Excerpted text:
>> begin
Skip to Content
May 24, 2019 Article 10 min read
Proposed opportunity zone regulations create disruption regarding the timing of investing Section 1231 gains. Here’s how this affects opportunity zone players and what to do now to mitigate the impacts.

Business colleagues using an iPad to read about Section 1231.

It’s been widely reported that the October 2018 tranche of opportunity zone regulations created a major disruption for operating businesses who wanted to use the opportunity zone tax incentive to raise equity, and in turn finance an expansion or relocation. Thankfully, the April 2019 proposed regulations largely eradicated that disruption. They provide several safe harbors that allow operating businesses, whose customers aren’t based in an opportunity zone, to take advantage of the Opportunity Zone Program.

However, with the proposed regulations, the Treasury gave with one hand while taking away with the other, creating another major disruption for the opportunity zone ecosystem. This time, the disruption impacts all potential investors, qualified opportunity funds (QOF), and qualified opportunity zone businesses (QOZB) that are involved in a transaction where gains from the sale of business property (including real estate) will be invested into a QOF. It all ties back to a little-understood section in the Internal Revenue Code (IRC) – Section 1231. In particular, the new proposed regulations significantly impact the timing of the investment of Section 1231 gains into QOFs. They likely impact QOF investments that have already been made, as well as those that are planned in the near future.

This time, the disruption impacts all potential investors, qualified opportunity funds, and qualified opportunity zone businesses.

All participants in opportunity zone investment transactions should become familiar with Section 1231 and the potential disruptive impact of Treasury’s guidance on the opportunity zone industry. To mitigate the negative impact of Treasury’s April 2019 proposed regulations, investors and QOFs should take the steps noted below, including submitting comments to Treasury prior to July 1, 2019.

What is Section 1231?

Generally speaking, Section 1231 is a very taxpayer-friendly code section. It provides taxpayers with the best of both worlds when it comes to the character of gain/loss from the sale of assets used in a trade or business for more than one year (i.e., Section 1231 assets). In particular, gain recognized on the sale of Section 1231 assets is generally treated as capital gain, which is taxed at favorable capital gain tax rates. However, loss recognized on the sale of Section 1231 assets is generally treated as an ordinary loss and is immediately deductible against ordinary income, which is taxed at higher rates. Buildings, land, machinery, and equipment can all qualify as Section 1231 assets. Due to nuances of the tax law, certain passive real estate investments such as land held for investment and property subject to a true triple-net lease (where no services are provided by the landlord) aren’t eligible for favorable Section 1231 tax treatment.
>> end
Source data:
>> begin
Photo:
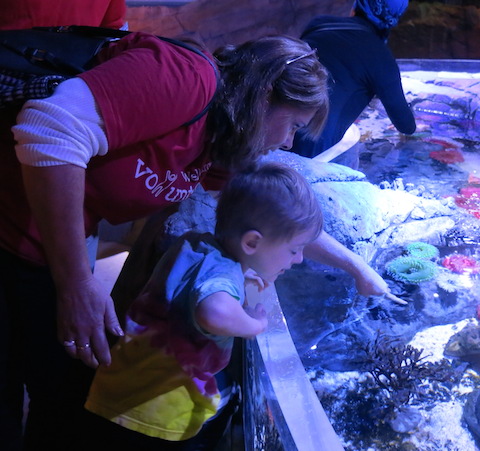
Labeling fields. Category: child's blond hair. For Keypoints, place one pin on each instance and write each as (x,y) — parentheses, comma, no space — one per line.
(271,198)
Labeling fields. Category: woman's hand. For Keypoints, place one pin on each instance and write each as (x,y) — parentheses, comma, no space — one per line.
(369,283)
(85,311)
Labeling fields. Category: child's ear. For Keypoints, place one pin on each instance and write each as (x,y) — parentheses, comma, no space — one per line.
(250,241)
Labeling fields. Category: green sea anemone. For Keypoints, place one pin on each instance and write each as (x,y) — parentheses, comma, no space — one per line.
(411,269)
(422,250)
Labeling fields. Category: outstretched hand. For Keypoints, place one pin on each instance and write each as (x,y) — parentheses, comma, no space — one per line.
(370,283)
(251,277)
(85,312)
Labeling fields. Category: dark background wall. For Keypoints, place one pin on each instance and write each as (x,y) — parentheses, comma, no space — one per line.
(448,29)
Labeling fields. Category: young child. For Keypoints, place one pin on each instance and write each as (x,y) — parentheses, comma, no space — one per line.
(180,329)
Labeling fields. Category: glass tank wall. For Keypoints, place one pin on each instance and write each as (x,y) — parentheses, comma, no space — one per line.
(388,375)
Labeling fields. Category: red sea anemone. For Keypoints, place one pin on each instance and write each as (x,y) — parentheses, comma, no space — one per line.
(469,198)
(461,264)
(447,156)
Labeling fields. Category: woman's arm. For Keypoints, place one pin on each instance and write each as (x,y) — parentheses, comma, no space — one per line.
(325,249)
(56,137)
(221,314)
(85,309)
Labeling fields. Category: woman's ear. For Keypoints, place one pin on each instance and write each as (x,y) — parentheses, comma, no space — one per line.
(250,241)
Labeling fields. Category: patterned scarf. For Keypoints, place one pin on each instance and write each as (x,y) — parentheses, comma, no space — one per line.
(384,14)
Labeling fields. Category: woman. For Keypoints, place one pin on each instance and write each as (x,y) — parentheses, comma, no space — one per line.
(115,143)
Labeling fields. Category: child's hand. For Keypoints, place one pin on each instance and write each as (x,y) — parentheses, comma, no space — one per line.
(259,314)
(253,278)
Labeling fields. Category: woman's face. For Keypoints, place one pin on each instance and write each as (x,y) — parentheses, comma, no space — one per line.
(281,124)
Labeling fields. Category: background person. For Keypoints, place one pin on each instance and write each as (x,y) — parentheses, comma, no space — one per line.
(354,50)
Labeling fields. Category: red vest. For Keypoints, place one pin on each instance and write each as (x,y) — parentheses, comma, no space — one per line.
(145,89)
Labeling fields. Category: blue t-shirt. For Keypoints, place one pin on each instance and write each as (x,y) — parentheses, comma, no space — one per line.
>> end
Set problem 1: Render the listing from the line containing "Labeling fields. Category: woman's arm." through the end of the listing as a JSON list of strings, one string per line, with blank lines omitted.
Set problem 2: Extend the article on Section 1231 and opportunity zones, picking up after its last sentence.
The article on Section 1231 and opportunity zones has no connection to the listing.

Final answer 1:
[
  "Labeling fields. Category: woman's arm. For Keypoints, place one pin on each instance and write each as (x,y) — parentheses, comma, no space — one per line.",
  "(325,249)",
  "(56,137)",
  "(221,314)",
  "(85,309)",
  "Labeling fields. Category: woman's ear. For Keypoints, place one pin on each instance and write each as (x,y) — parentheses, comma, no space — one per line.",
  "(250,241)",
  "Labeling fields. Category: patterned scarf. For Keypoints, place one pin on each instance and write each as (x,y) — parentheses, comma, no space — one per line.",
  "(384,14)",
  "Labeling fields. Category: woman. For Keypoints, place one pin on each instance and write each as (x,y) — parentheses, comma, no space — one per line.",
  "(115,143)",
  "Labeling fields. Category: child's hand. For Keypoints, place one pin on each instance and write each as (x,y) — parentheses, comma, no space — one per line.",
  "(259,314)",
  "(253,278)",
  "Labeling fields. Category: woman's face. For Keypoints, place one pin on each instance and write each as (x,y) — parentheses, comma, no space — one per line.",
  "(281,124)",
  "Labeling fields. Category: background person. For Keypoints, place one pin on each instance and write each as (x,y) — parentheses, comma, no space — one per line.",
  "(354,50)",
  "Labeling fields. Category: red vest. For Keypoints, place one pin on each instance and write each as (x,y) — parentheses, comma, no space — one per line.",
  "(145,89)",
  "Labeling fields. Category: blue t-shirt. For Keypoints, place one pin on each instance and write each as (x,y) — parentheses, comma, no space — one per line."
]

Final answer 2:
The last — and most important — fact about Section 1231 is that gains and losses from the same tax year must be netted to determine the character of the net gain/loss. Taxpayers with a net Section 1231 gain are only eligible for favorable capital gain treatment to the extent that such net gain exceeds net Section 1231 losses over the past five tax years. For example, if a taxpayer has a Section 1231 gain of $1 million and a Section 1231 loss of $300,000 in the same tax year, such taxpayer’s net Section 1231 gain of $700,000 will be eligible for favorable capital gain treatment. In addition, if that same taxpayer had a $200,000 net Section 1231 loss three years ago, then only $500,000 of the current-year net Section 1231 gain will be eligible for favorable capital gain treatment and the residual $200,000 of the current year gain will be taxed at higher ordinary income tax rates.

How will Treasury’s Section 1231 guidance disrupt opportunity zones?

So how could this taxpayer-favorable provision possibly disrupt the opportunity zone industry? The answer lies in the Treasury’s determination as to when the 180-day investment period begins for such gains as outlined in the April 2019 proposed regulations. The October 2018 proposed regulations clarified that only capital gains can be deferred via investment into a QOF. The new regulations acknowledge that, as a result of the netting process discussed above, a taxpayer cannot know if a Section 1231 gain will be taxed as a capital gain until their tax year is over. Consequently, the new regulations take the position that for all Section 1231 gains, a taxpayer’s 180-day investment period doesn’t begin until the last day of their tax year.

The new regulations take the position that, for all Section 1231 gains, a taxpayer’s 180-day investment period doesn’t begin until the last day of their tax year.

This means that all calendar-year taxpayers with net Section 1231 gains have the same 180-day investment period — beginning on December 31 of the year the gain is recognized. Prior to the issuance of the new proposed regulations, many taxpayers assumed that the reinvestment period for Section 1231 gains was the same as the reinvestment period for gains from capital asset sales, which begins on the date of the sale. The October 2018 regulations also clarified that owners of a pass-through entity can chose between two different 180-day periods for their share of the pass-through entity’s capital gain — beginning on the date of the sale or the last day of the pass-through entity’s tax year.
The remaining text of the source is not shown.